Parts of the exercise:
1. Name every training model that the summary of the hands-on machine learning book lists.
2. Write the next part of the summary of the hands-on machine learning book, picking up after its last bullet point.

Text to read:
Hands-On Machine Learning Summary

Hands-On Machine Learning with Scikit-Learn: Through a series of recent breakthroughs, deep learning has boosted the entire field of machine learning. Now, even programmers who know close to nothing about this technology can use simple, efficient tools to implement programs capable of learning from data. This practical book shows you how.

By using concrete examples, minimal theory, and two production-ready Python frameworks—Scikit-Learn and Tensor Flow—author Aurélien Géron helps you gain an intuitive understanding of the concepts and tools for building intelligent systems. You’ll learn a range of techniques, starting with simple linear regression and progressing to deep neural networks. With exercises in each chapter to help you apply what you’ve learned, all you need is programming experience to get started.

  • Explore the machine learning landscape, particularly neural nets
  • Use Scikit-Learn to track an example machine-learning project end-to-end
  • Explore several training models, including support vector machines, decision trees, random forests, and ensemble methods
  • Use the Tensor Flow library to build and train neural nets
  • Dive into neural net architectures, including convolutional nets, recurrent nets, and deep reinforcement learning
  • Learn techniques for training and scaling deep neural nets.

Information provided:
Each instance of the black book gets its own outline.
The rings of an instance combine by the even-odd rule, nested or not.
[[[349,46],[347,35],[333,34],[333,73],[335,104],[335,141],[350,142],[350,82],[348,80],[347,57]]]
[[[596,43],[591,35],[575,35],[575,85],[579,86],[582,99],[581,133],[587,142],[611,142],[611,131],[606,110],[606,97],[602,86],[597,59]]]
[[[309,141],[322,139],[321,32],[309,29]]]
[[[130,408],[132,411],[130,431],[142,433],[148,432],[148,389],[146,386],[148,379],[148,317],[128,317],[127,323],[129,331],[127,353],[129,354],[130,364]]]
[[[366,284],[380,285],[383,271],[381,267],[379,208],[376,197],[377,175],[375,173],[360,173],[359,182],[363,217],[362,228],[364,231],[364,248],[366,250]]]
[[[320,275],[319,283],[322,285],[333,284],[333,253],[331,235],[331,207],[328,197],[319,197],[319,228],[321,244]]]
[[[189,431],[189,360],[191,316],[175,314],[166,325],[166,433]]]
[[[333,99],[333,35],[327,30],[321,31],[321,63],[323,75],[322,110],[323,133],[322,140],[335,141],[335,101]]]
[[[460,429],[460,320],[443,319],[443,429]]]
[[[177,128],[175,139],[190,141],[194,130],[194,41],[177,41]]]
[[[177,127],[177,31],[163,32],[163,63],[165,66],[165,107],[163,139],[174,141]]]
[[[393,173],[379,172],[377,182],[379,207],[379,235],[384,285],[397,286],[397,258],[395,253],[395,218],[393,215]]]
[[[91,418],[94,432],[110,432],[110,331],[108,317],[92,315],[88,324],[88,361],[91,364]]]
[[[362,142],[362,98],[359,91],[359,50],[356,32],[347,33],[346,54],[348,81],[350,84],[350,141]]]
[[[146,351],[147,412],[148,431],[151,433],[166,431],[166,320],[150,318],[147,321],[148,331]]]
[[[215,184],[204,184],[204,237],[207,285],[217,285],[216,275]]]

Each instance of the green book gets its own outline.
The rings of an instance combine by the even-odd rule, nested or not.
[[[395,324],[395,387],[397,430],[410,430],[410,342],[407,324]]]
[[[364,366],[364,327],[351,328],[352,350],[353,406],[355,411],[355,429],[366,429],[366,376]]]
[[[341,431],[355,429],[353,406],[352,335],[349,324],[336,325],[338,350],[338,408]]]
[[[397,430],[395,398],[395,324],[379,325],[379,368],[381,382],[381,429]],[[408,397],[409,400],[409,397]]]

Results by task:
1. Support vector machines, decision trees, random forests, and ensemble methods.

2.
About the Author

Aurélien Géron is a Machine Learning consultant. A former Googler, he led the YouTube video classification team from 2013 to 2016. He was also a founder and CTO of Wifirst from 2002 to 2012, a leading Wireless ISP in France, and a founder and CTO of Polyconseil in 2001, the firm that now manages the electric car-sharing service Autolib’.

Before this, he worked as an engineer in a variety of domains: finance (JP Morgan and Société Générale), defense (Canada’s DOD), and healthcare (blood transfusion). He published a few technical books (on C++, WiFi, and Internet architectures), and was a Computer Science lecturer in a French engineering school.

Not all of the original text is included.